=== Records provided ===

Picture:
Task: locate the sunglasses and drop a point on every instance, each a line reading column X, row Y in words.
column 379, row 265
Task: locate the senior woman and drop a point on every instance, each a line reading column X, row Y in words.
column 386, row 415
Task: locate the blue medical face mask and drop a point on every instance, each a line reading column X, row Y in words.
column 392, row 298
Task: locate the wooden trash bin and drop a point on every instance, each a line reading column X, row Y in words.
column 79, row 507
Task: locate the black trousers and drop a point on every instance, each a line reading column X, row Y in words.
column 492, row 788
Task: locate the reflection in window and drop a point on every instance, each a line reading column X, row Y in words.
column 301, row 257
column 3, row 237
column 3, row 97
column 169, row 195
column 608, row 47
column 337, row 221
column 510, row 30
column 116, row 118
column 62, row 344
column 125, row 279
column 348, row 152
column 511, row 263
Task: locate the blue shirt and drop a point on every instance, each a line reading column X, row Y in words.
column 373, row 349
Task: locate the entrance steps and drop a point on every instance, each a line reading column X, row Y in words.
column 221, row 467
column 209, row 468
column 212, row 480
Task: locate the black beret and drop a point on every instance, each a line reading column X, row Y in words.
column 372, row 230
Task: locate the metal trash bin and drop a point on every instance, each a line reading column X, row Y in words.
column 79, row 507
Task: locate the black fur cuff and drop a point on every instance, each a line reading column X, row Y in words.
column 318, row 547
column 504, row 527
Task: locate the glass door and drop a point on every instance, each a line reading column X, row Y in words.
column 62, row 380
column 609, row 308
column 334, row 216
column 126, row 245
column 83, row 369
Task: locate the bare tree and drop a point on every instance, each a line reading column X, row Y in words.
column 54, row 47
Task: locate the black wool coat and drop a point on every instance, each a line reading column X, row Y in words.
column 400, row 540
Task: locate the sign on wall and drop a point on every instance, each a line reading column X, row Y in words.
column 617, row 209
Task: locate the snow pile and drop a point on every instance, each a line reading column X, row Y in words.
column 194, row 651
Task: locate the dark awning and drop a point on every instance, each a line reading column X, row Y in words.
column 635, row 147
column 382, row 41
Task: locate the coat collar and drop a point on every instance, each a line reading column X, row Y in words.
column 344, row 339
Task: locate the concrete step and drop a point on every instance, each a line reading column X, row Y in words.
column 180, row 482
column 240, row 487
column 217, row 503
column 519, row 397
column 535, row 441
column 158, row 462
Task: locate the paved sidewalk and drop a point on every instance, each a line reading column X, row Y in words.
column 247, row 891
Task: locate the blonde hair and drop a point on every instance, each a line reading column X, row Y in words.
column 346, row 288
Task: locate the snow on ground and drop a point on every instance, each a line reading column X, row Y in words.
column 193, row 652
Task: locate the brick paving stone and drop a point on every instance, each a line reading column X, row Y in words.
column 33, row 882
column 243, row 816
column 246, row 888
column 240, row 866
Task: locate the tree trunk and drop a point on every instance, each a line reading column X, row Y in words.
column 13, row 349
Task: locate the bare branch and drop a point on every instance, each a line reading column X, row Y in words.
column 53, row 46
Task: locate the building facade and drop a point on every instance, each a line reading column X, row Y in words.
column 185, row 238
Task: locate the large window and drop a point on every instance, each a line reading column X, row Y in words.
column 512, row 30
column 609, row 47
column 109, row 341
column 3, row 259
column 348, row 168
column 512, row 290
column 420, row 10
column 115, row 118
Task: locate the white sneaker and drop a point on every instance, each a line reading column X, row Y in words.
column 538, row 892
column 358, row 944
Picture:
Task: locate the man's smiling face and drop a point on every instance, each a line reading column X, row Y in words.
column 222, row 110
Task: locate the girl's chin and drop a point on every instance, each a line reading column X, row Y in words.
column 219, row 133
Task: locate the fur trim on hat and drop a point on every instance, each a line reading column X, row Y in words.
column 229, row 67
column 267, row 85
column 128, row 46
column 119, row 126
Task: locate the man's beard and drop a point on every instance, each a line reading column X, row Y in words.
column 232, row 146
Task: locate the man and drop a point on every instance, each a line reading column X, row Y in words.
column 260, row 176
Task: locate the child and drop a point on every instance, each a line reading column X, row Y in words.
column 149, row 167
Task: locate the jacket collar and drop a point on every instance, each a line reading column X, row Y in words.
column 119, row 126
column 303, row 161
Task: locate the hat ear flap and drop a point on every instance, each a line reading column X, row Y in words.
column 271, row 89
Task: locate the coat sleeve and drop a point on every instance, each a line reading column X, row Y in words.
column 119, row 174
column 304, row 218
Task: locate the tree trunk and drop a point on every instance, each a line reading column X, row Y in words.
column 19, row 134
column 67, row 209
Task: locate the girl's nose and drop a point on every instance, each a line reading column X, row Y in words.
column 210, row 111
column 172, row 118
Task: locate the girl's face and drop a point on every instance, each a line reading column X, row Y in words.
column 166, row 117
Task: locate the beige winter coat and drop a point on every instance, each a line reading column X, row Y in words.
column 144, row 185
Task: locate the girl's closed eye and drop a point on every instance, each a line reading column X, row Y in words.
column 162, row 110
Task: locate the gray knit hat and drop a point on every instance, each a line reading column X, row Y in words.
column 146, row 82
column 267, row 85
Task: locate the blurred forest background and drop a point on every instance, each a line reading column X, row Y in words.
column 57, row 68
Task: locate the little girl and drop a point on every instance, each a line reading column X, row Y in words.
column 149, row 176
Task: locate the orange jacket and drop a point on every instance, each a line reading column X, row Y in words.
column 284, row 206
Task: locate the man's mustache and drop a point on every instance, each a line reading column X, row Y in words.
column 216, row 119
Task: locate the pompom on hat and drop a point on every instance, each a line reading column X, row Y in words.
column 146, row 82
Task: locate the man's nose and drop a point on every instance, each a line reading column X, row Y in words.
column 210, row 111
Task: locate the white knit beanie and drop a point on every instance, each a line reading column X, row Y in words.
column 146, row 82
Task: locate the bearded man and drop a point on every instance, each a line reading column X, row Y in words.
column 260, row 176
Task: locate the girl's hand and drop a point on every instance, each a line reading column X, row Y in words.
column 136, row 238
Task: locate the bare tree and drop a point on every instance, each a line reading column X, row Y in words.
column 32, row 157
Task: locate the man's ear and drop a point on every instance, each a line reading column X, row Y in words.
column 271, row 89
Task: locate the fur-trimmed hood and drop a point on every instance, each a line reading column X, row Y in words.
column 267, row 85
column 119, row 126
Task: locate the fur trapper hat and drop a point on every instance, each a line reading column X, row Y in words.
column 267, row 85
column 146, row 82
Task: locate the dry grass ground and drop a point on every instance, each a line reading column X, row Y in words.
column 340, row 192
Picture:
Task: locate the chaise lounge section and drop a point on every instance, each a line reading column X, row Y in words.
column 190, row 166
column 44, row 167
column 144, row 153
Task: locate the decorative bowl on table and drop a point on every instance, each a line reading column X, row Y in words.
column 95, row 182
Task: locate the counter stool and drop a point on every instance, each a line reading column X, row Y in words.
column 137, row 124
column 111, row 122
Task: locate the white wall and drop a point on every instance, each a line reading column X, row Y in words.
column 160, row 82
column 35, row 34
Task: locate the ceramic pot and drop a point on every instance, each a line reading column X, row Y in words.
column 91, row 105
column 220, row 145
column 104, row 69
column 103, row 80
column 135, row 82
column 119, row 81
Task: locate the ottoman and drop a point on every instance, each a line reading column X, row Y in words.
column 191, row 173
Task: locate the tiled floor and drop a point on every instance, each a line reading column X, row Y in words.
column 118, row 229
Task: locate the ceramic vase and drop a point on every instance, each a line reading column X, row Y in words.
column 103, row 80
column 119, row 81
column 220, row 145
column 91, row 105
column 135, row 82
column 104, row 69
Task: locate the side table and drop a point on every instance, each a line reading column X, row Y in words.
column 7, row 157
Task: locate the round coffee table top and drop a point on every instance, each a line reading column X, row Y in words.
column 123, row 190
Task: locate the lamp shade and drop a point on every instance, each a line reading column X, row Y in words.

===

Every entry should be duplicated exactly as written.

▸ Result:
Picture:
Task: locate the sunglasses and drop a point on every instance, each a line reading column X, row Y in words.
column 379, row 265
Task: locate the senior woman and drop a point on every instance, each a line reading column X, row Y in words.
column 386, row 415
Task: locate the blue medical face mask and drop a point on every instance, each a line reading column X, row Y in words.
column 392, row 298
Task: locate the wooden trash bin and drop a point on every instance, each a line reading column X, row Y in words.
column 79, row 507
Task: locate the black trousers and drop a point on every instance, each a line reading column X, row Y in words.
column 492, row 788
Task: locate the reflection in window and drop a point on every instance, each a line reading column X, row Y in words.
column 301, row 257
column 3, row 237
column 3, row 97
column 169, row 195
column 608, row 47
column 337, row 221
column 510, row 30
column 116, row 118
column 62, row 344
column 125, row 279
column 348, row 152
column 511, row 263
Task: locate the blue shirt and drop a point on every instance, each a line reading column X, row Y in words.
column 373, row 349
Task: locate the entrance steps and drop a point on every instance, each a line reading column X, row Y in words.
column 221, row 467
column 209, row 468
column 212, row 480
Task: locate the black beret and drop a point on every instance, each a line reading column X, row Y in words.
column 372, row 230
Task: locate the metal trash bin and drop a point on every instance, each a line reading column X, row Y in words.
column 79, row 507
Task: locate the black fur cuff and drop a point on every instance, each a line reading column X, row Y in words.
column 318, row 547
column 504, row 527
Task: locate the glass door and drop a point on every instance, each a line reading column X, row Y in words.
column 62, row 380
column 609, row 308
column 334, row 216
column 126, row 245
column 83, row 369
Task: locate the bare tree and drop a point on every instance, each a line reading column X, row Y in words.
column 54, row 47
Task: locate the black wool coat and drop a point on every instance, each a line reading column X, row Y in words.
column 400, row 540
Task: locate the sign on wall and drop a point on every instance, each a line reading column X, row Y in words.
column 617, row 209
Task: locate the snow pile and drop a point on every instance, each a line reading column X, row Y in words.
column 194, row 651
Task: locate the dark awning and drop a point on every instance, each a line reading column X, row Y in words.
column 635, row 147
column 382, row 41
Task: locate the coat collar and drop a point on every instance, each a line reading column X, row Y in words.
column 344, row 339
Task: locate the concrete step and drop a point on every instance, each a line reading column X, row Y in words.
column 180, row 482
column 240, row 487
column 217, row 503
column 519, row 397
column 535, row 441
column 158, row 462
Task: locate the paved sidewalk and drop a point on every instance, each a line reading column X, row Y in words.
column 247, row 891
Task: locate the blonde hair and drop a point on every instance, each a line reading column X, row Y in words.
column 346, row 288
Task: locate the snow on ground and drop a point on every instance, each a line reading column X, row Y in words.
column 193, row 652
Task: locate the brick paving stone and drop a point on every instance, each a line reading column X, row Y in words.
column 33, row 882
column 243, row 816
column 246, row 888
column 240, row 866
Task: locate the tree trunk and drop a point on every instance, each a line reading column X, row Y in words.
column 13, row 349
Task: locate the bare branch and drop a point on every instance, each a line reading column X, row Y in words.
column 53, row 46
Task: locate the building facade and drop a point on every instance, each a line reading column X, row Y in words.
column 185, row 238
Task: locate the large window and drop a point on every instance, each a line reading column X, row Y in words.
column 512, row 30
column 609, row 47
column 109, row 341
column 3, row 259
column 348, row 168
column 512, row 290
column 420, row 10
column 115, row 118
Task: locate the white sneaker and drop a point on every instance, each a line reading column X, row Y in words.
column 538, row 892
column 358, row 944
Picture:
Task: locate the man's smiling face and drop a point on every instance, each a line reading column X, row Y in words.
column 222, row 110
Task: locate the girl's chin and drop a point on every instance, each a line reading column X, row Y in words.
column 219, row 133
Task: locate the fur trim on hat and drop a point on every instance, each a line reading column X, row Y in words.
column 229, row 67
column 267, row 85
column 128, row 46
column 119, row 126
Task: locate the man's beard and drop a point on every instance, each a line reading column X, row Y in words.
column 232, row 146
Task: locate the man and drop a point on every instance, each a line reading column X, row Y in words.
column 260, row 176
Task: locate the child and drop a point on every instance, each a line reading column X, row Y in words.
column 149, row 167
Task: locate the jacket collar and drop a point on every instance, each a line reading column X, row Y in words.
column 119, row 126
column 303, row 161
Task: locate the hat ear flap and drop a point on every instance, each a line reading column X, row Y in words.
column 271, row 89
Task: locate the coat sleeve and drop a point on every instance, each a line reading column X, row Y in words.
column 119, row 174
column 304, row 218
Task: locate the tree trunk and drop a point on every instance, each a line reading column X, row Y in words.
column 19, row 134
column 67, row 209
Task: locate the girl's nose and drop a point on every instance, each a line reading column X, row Y in words.
column 210, row 111
column 172, row 118
Task: locate the girl's face and drop a point on every instance, each a line reading column X, row Y in words.
column 166, row 117
Task: locate the beige winter coat and drop a point on every instance, each a line reading column X, row Y in words.
column 144, row 185
Task: locate the girl's closed eye and drop a point on every instance, each a line reading column X, row Y in words.
column 162, row 110
Task: locate the gray knit hat and drop a point on every instance, each a line reading column X, row Y in words.
column 146, row 82
column 267, row 85
Task: locate the blurred forest background and drop a point on every instance, each a line reading column X, row Y in words.
column 57, row 68
Task: locate the little girl and drop a point on every instance, each a line reading column X, row Y in words.
column 149, row 176
Task: locate the orange jacket and drop a point on every instance, each a line reading column X, row Y in words.
column 284, row 206
Task: locate the man's mustache and drop a point on every instance, each a line reading column X, row Y in words.
column 216, row 119
Task: locate the pompom on hat and drop a point on every instance, each a line reading column X, row Y in words.
column 146, row 82
Task: locate the man's nose and drop a point on every instance, each a line reading column X, row Y in words.
column 210, row 111
Task: locate the white knit beanie and drop a point on every instance, each a line reading column X, row Y in words.
column 146, row 82
Task: locate the bearded man and drop a point on every instance, each a line reading column X, row Y in words.
column 260, row 176
Task: locate the girl's hand and drop a point on every instance, each a line reading column X, row Y in words.
column 136, row 238
Task: locate the bare tree and drop a point on every instance, each a line reading column X, row Y in words.
column 32, row 157
Task: locate the man's ear and drop a point on every instance, each a line reading column X, row Y in words.
column 271, row 89
Task: locate the fur-trimmed hood and drop a point on every instance, each a line reading column X, row Y in words.
column 267, row 85
column 119, row 126
Task: locate the fur trapper hat and drop a point on every instance, each a line reading column X, row Y in words.
column 267, row 85
column 146, row 82
Task: locate the dry grass ground and drop a point on every instance, each a line reading column X, row Y in words.
column 340, row 192
Picture:
Task: locate the chaise lounge section and drop a point on every instance, each a line reading column X, row Y in words.
column 190, row 166
column 44, row 167
column 144, row 153
Task: locate the decorative bowl on table and drop a point on every instance, each a line reading column X, row Y in words.
column 95, row 182
Task: locate the counter stool and drop a point on every instance, each a line reading column X, row Y in words.
column 137, row 124
column 111, row 122
Task: locate the white wall and drop a point on every instance, each a line reading column X, row Y in words.
column 160, row 82
column 35, row 34
Task: locate the ceramic pot and drop a point on every instance, each a line reading column X, row Y in words.
column 91, row 105
column 220, row 145
column 104, row 69
column 103, row 80
column 135, row 82
column 119, row 81
Task: locate the ottoman and drop a point on every instance, each a line reading column X, row Y in words.
column 191, row 173
Task: locate the tiled floor and drop a point on every instance, each a line reading column X, row Y in words.
column 118, row 229
Task: locate the ceramic vase and drop a point on every instance, each a line reading column X, row Y in words.
column 103, row 80
column 119, row 81
column 220, row 145
column 91, row 105
column 135, row 82
column 104, row 69
Task: locate the side table and drop a point on every instance, each a line reading column X, row Y in words.
column 7, row 157
Task: locate the round coffee table top and drop a point on every instance, each a line reading column X, row Y in words.
column 123, row 190
Task: locate the lamp shade and drop a point on every instance, each a line reading column X, row Y in words.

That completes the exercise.